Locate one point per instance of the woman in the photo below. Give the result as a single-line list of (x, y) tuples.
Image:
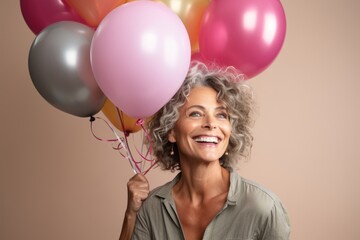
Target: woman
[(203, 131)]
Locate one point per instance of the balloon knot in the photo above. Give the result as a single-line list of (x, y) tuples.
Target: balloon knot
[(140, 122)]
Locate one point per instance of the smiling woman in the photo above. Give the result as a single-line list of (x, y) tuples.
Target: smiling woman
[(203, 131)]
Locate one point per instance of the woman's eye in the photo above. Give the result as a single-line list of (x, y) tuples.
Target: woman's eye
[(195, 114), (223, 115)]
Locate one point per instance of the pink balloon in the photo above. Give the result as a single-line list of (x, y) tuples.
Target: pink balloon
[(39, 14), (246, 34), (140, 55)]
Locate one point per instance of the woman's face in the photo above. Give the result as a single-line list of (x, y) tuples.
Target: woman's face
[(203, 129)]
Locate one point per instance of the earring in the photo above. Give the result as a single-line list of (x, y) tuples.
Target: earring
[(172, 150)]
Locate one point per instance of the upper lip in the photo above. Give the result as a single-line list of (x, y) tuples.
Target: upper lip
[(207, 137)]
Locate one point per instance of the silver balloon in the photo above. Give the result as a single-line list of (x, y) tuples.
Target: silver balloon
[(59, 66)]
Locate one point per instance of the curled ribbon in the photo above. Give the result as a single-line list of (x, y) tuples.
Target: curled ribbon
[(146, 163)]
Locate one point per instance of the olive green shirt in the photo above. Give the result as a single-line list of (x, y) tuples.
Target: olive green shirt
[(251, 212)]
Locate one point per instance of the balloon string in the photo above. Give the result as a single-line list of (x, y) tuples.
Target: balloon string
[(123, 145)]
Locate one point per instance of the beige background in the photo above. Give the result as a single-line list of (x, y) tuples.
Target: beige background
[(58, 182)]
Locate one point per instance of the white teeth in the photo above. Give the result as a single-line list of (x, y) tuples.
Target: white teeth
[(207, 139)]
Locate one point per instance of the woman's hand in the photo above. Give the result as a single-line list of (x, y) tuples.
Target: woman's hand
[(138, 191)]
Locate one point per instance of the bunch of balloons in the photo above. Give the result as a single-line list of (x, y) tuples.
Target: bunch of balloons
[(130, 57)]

==

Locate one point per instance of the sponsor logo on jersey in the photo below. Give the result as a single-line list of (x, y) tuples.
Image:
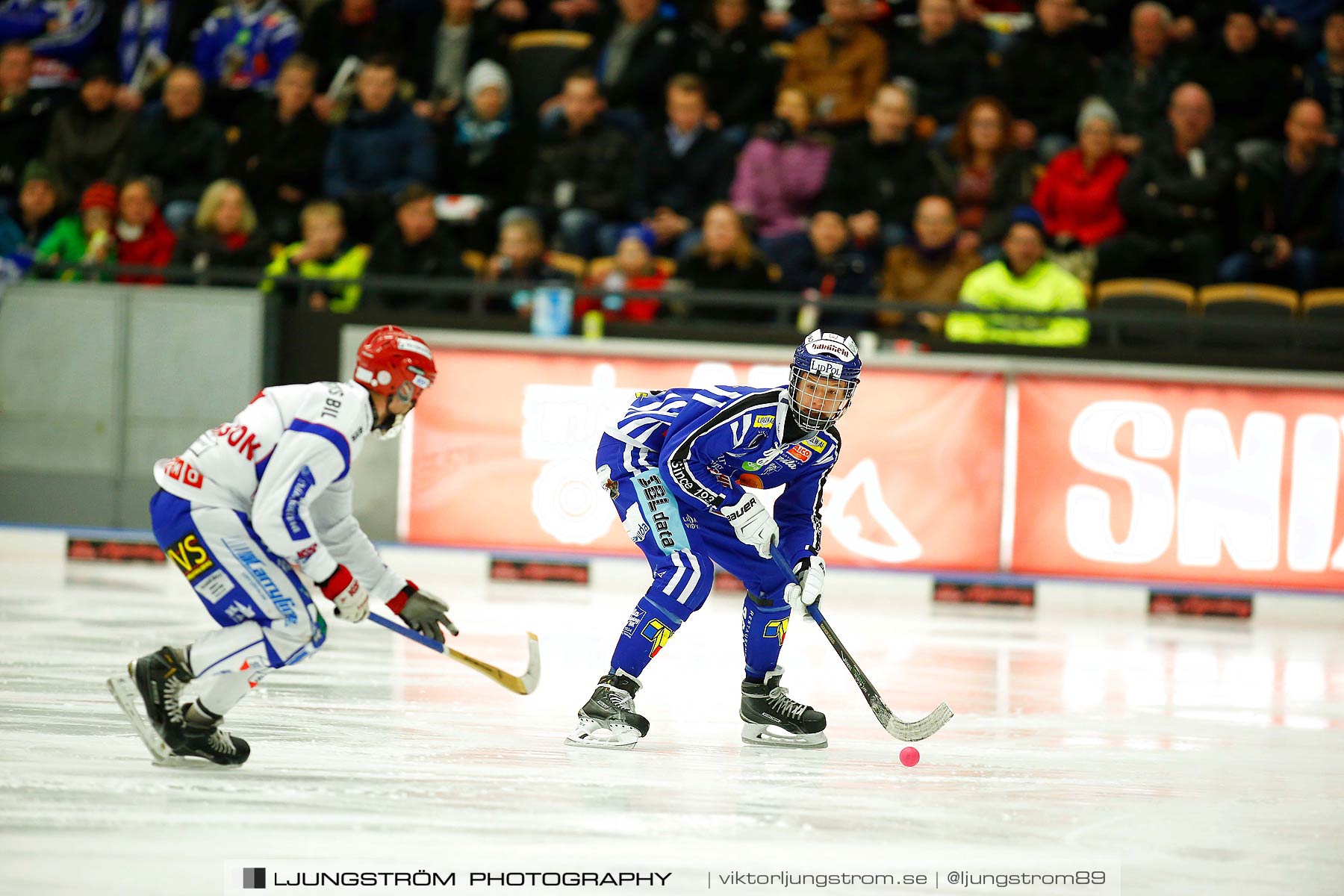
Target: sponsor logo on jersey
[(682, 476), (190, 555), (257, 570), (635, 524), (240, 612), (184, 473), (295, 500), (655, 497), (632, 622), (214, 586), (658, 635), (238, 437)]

DO THIS
Please count the lines in the entries above that contain the word "white", and reply with only that number.

EXPECTED OUTPUT
2